■ Assigned task ■
Wherever pictures occur in the entries below, leave them out and retype the rest exactly.

::: Material supplied :::

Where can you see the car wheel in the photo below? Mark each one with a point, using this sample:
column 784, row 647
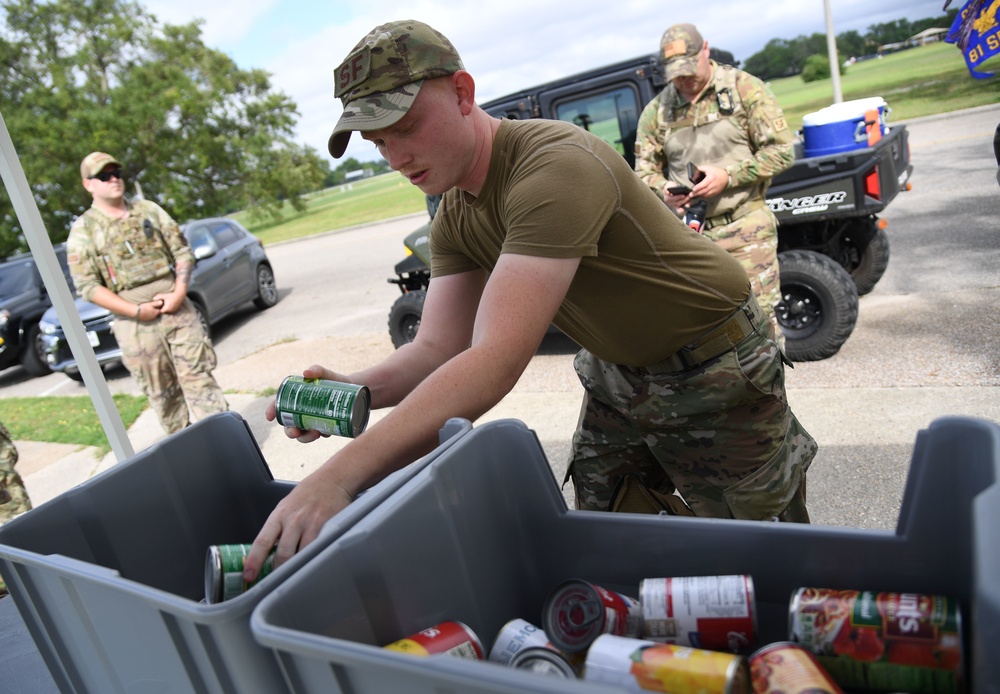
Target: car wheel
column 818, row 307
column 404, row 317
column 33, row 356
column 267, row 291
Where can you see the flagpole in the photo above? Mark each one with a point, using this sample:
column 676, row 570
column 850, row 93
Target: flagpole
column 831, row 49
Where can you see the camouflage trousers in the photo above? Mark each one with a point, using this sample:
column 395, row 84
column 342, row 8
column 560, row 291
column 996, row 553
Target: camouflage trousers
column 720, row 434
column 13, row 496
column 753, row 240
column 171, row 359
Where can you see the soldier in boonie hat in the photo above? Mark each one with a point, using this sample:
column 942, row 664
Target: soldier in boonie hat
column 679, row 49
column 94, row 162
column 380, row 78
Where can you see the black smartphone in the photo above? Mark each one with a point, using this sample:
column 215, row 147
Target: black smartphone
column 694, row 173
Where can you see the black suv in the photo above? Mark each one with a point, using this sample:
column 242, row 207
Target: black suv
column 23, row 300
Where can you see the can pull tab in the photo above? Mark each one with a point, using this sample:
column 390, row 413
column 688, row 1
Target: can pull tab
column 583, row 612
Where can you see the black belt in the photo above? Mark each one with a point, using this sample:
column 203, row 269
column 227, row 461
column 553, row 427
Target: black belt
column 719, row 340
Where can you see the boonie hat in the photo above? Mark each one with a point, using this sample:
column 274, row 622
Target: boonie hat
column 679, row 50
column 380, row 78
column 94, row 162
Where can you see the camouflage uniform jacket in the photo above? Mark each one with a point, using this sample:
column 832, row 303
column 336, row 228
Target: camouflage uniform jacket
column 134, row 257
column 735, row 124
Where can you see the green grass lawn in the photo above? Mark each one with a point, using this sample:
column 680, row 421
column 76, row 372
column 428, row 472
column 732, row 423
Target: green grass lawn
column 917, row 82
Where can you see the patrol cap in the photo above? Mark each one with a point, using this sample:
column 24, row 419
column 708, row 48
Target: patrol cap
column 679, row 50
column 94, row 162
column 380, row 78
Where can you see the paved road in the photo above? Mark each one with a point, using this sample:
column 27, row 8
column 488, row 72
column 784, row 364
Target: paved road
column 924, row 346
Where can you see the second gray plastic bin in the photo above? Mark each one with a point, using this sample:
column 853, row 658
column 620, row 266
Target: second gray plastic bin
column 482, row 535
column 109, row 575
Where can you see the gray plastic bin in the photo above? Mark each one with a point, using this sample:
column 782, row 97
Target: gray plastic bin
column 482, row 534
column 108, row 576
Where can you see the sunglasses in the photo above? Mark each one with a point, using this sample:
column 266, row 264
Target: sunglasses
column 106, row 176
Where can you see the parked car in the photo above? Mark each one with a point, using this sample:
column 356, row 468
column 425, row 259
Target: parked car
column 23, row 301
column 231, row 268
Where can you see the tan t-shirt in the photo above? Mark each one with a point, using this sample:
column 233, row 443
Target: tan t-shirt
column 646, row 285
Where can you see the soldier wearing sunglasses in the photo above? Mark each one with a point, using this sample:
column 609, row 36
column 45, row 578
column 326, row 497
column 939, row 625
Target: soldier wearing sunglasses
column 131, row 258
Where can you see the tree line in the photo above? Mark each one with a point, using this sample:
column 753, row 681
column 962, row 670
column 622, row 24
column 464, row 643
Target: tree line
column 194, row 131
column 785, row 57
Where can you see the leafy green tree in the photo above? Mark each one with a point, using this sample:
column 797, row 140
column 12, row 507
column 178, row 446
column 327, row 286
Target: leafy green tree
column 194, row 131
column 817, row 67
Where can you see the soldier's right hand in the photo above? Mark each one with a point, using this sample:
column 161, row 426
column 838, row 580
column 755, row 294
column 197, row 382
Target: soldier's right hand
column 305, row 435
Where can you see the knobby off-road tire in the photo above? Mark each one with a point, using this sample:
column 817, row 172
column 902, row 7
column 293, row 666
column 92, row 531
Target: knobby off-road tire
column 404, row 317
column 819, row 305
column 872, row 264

:::

■ Response to the exercise ■
Where can you see the car wheel in the photo below? Mark each one with a point, using this sample:
column 784, row 647
Target: car wheel
column 818, row 307
column 404, row 317
column 33, row 356
column 267, row 291
Where can you see the flagpole in the photo above? Mark each one with a point, using this sample:
column 676, row 570
column 850, row 93
Target: flagpole
column 831, row 49
Where can you see the camouflage trousers in the photo above? Mark each one with a point, using this sample:
column 395, row 84
column 342, row 8
column 560, row 291
column 996, row 553
Target: camouflage trousers
column 720, row 434
column 13, row 496
column 753, row 240
column 171, row 359
Where can you see the soldier in boonie hat in the photo above? Mark each one with a point, using this sample:
column 942, row 664
Target: soldier in boonie hat
column 679, row 49
column 94, row 162
column 380, row 78
Where can you see the black smartphone in the photo above? Mark each one with a point, using this sample:
column 215, row 147
Target: black smartphone
column 694, row 173
Where can you see the black suv in the photo above? Mark each one with a point, using this sample:
column 242, row 207
Target: black suv
column 23, row 300
Where can you see the can pull tab in the photo above? Mark each one with a point, using this sample:
column 390, row 413
column 688, row 1
Target: can pull tab
column 583, row 612
Where can you see the black belt in the photo above? Mark each one with a point, using this sample:
column 203, row 269
column 227, row 461
column 553, row 427
Target: black belt
column 719, row 340
Where can you see the boonie hat in the photo above? Mark each one with a point, using this sample:
column 274, row 622
Target: boonie hat
column 679, row 50
column 380, row 78
column 94, row 162
Where can you see the camouflage uniform jacket in the photo above? Mark each one with a point, using this sample:
column 832, row 303
column 336, row 228
Target: camouflage uniform jacket
column 134, row 257
column 735, row 124
Where can you see the green grass lawn in the photo above? Mark each one with a point, using this sample:
column 680, row 421
column 76, row 372
column 428, row 472
column 732, row 423
Target: green grass lawn
column 917, row 82
Where can you see the patrol cap in the photo above? Mark each one with a point, using this sample:
column 24, row 419
column 708, row 48
Target: patrol cap
column 679, row 50
column 94, row 162
column 380, row 78
Where can you see the paved road in the photo above? Mark each one with a point, using this sample:
column 27, row 8
column 488, row 72
column 784, row 364
Target: paved road
column 924, row 346
Where can you see the second gray plastic bin in the photo above? Mark each one with a point, using this sample:
column 853, row 658
column 620, row 266
Target: second gray plastic bin
column 482, row 535
column 109, row 575
Where can you see the gray plastic bin in the photo above? Mark each one with a point, using this sample:
column 782, row 97
Target: gray plastic bin
column 482, row 534
column 108, row 576
Where can you see the sunglasses in the photo above? Mark each one with a point, using this sample:
column 266, row 264
Target: sunglasses
column 106, row 176
Where can you see the parked car in the photo above? Mark each one with a point, using this sample:
column 356, row 468
column 425, row 259
Target: parked car
column 23, row 301
column 231, row 268
Where can you see the tan t-shirt in the photo above? Mark each one with a point, using this sample:
column 233, row 443
Target: tan t-shirt
column 646, row 285
Where can you see the soldier wearing sunglasses in the photo above? Mark each one with a point, using this sample:
column 609, row 36
column 45, row 578
column 326, row 497
column 939, row 625
Target: soldier wearing sunglasses
column 131, row 258
Where can you see the tree line in the photo above? Mark each one with a point, using this sample:
column 753, row 681
column 962, row 670
column 622, row 24
column 464, row 643
Target: tree line
column 194, row 131
column 785, row 57
Where can you see the leafy green tree in the photo above? Mark each one with a point, using this sample:
column 797, row 140
column 12, row 507
column 178, row 446
column 327, row 286
Target: leafy green tree
column 194, row 131
column 817, row 67
Where can you see the soldier's right hand in the photo above? Mark each one with a point, using this sample:
column 161, row 426
column 838, row 580
column 755, row 294
column 197, row 382
Target: soldier's right hand
column 305, row 435
Where can you see the knobby off-road tire in the photo above? Mark each one with a point, using this sample:
column 817, row 172
column 902, row 7
column 293, row 666
column 92, row 531
Target: knobby off-road tire
column 404, row 317
column 819, row 305
column 872, row 264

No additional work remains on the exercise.